### Supplied text

## BEGIN

# Pillow Talk



## Firemajic (Dec 31, 2015)

_*The far side of my bed
is a desolate waste land
I hold your pillow 
against the emptiness in
my chest aches with loss
as I reach for another fix
this dear God what happened
to my life without you
is unbearable pain 
in my chest aches with 
grief is cold and lonely
on the far side of my bed
I clutch your pillow weeping
dear God fix this
*_


----------



## aj47 (Dec 31, 2015)

I believe you have a tense problem and you either need punctuation or to rearrange your line breaks.   This reads very muddled, though I _think_ that I see what you're trying for.


----------



## escorial (Dec 31, 2015)

sometimes your poetry has a crushing feel...heavy stuff...and i like it


----------



## Gumby (Dec 31, 2015)

I like what you're going for here, Juls. Lines that overlap into the next line, nice! I wonder if there is a way to make it more obvious?  But once you catch on, it is smoother. Maybe play with making the overlap words a different color.


----------



## midnightpoet (Dec 31, 2015)

Firemajic said:


> _*The far side of my bed
> is a desolate waste land;
> I hold your pillow
> against the emptiness;
> ...


I'm not trying to re-write this for you, just some suggestions.  The feeling of desolate anguish come through.  Good job.


----------



## Firemajic (Dec 31, 2015)

Firemajic said:


> _*The far side of my bed
> is a desolate waste land
> I hold your pillow
> against the emptiness in
> ...



The words in red represent words that link two separate thoughts.. I was trying to use the same word in two separate ways... something like that... 

astroannie.. I was trying to express the chaotic nature of someone high and craaazy with pain.. the inner turmoil that this situation brings.. anyway.. hahaa, yeah it need some work.. thank you..

Escorial, thank you for your fabulous comment..

Gumby, right.. thank you for understanding what I was going for...I enjoy experminting with words and the way they can be used...

Midnight.. I see what you mean, and certainly that is a good example of how punctuation can change the meaning of a line.. fabulous! Thank you..


----------



## RHPeat (Dec 31, 2015)

Firemagic

You could also try some mid-line white spaces where one intent breaks on/or before the next line. To actually create that pause that reads both ways. I don't know if this helps any. but it's this kind of thought that I'm speaking about below. something a bit different to mess with along with other things. 

_The far side of .... my bed
is a desolate waste .... land
I hold your pillow 
against the emptiness .... in
my chest .... aches with loss
as I reach for another .... fix_
_this dear God .... what happened
to my life without you
is unbearable .... pain _

It's just an example. Do you like the beat poets? An acquaintance of mine in the 60's, Bob Kaufman liked to make the reader backtrack a line or two at times. And I think that Kenneth Patchen like to do something very similar to what you're doing here, but his poems were actually paintings. So the formatting might have come about due to spacial needs on the canvas surface. I like what you are experimenting with, I think its a real adventure for the placement of words to create a movable sound by shifting the voice when it is read aloud as well. It is very exciting in that sense of the compounded line. I think it would be interesting to hear you read it for the effect.

## END

### Data shown
## BEGIN

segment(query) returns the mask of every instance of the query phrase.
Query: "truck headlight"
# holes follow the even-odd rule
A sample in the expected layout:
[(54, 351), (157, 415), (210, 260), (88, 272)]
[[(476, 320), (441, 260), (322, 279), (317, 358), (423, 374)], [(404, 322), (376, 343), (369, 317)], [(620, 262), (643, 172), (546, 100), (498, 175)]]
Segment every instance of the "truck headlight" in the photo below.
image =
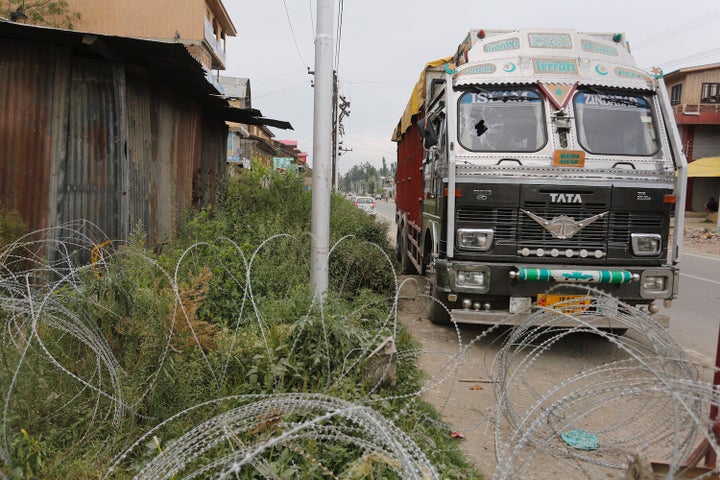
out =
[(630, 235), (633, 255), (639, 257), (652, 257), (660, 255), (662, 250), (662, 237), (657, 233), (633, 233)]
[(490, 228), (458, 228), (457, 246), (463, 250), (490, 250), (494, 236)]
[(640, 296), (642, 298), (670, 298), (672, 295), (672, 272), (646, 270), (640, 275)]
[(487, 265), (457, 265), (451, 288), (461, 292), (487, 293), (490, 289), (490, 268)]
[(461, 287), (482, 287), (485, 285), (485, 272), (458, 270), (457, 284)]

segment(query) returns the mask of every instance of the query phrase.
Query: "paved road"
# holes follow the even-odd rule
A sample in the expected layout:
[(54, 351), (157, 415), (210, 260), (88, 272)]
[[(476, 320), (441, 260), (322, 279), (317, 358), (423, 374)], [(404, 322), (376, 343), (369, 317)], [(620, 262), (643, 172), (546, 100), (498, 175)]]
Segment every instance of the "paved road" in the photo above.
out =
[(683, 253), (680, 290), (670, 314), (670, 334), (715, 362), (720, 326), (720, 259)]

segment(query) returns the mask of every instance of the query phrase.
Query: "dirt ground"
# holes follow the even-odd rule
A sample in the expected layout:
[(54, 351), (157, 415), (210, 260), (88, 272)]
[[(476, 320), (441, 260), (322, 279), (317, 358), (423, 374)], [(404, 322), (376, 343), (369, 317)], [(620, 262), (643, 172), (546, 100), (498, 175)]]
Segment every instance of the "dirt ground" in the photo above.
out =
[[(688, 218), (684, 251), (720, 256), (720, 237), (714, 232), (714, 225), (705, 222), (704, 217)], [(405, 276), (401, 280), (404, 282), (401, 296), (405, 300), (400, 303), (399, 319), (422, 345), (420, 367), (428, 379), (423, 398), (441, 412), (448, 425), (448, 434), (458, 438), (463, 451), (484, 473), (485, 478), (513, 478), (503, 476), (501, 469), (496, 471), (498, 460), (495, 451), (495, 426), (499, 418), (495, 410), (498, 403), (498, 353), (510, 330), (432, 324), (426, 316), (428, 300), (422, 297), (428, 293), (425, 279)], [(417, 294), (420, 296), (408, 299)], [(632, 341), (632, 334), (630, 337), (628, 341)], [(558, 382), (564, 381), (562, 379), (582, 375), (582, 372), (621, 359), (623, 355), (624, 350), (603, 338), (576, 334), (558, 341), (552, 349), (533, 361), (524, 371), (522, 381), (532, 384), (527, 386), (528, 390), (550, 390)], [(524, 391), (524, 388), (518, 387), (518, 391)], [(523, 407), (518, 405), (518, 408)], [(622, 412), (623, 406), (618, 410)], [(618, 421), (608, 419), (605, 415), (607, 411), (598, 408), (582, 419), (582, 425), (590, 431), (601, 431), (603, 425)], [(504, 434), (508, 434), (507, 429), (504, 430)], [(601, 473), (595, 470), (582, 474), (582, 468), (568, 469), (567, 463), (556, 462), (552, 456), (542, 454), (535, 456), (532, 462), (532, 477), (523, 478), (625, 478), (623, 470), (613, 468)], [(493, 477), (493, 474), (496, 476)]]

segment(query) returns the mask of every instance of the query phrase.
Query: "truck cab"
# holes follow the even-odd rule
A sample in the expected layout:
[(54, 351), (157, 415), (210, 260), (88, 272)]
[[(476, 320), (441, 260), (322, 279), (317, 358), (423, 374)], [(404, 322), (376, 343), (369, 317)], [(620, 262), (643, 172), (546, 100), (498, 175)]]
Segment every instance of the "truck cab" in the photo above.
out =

## END

### Exercise details
Answer these questions using the Pillow Talk thread.
1. What does Gumby suggest doing with the overlap words?
2. According to Firemajic's reply, what do the words in red represent?
3. Whose poems does RHPeat say were actually paintings?
The rows play no part in this work.

### Exercise result
1. Making the overlap words a different color.
2. Words that link two separate thoughts.
3. Kenneth Patchen's.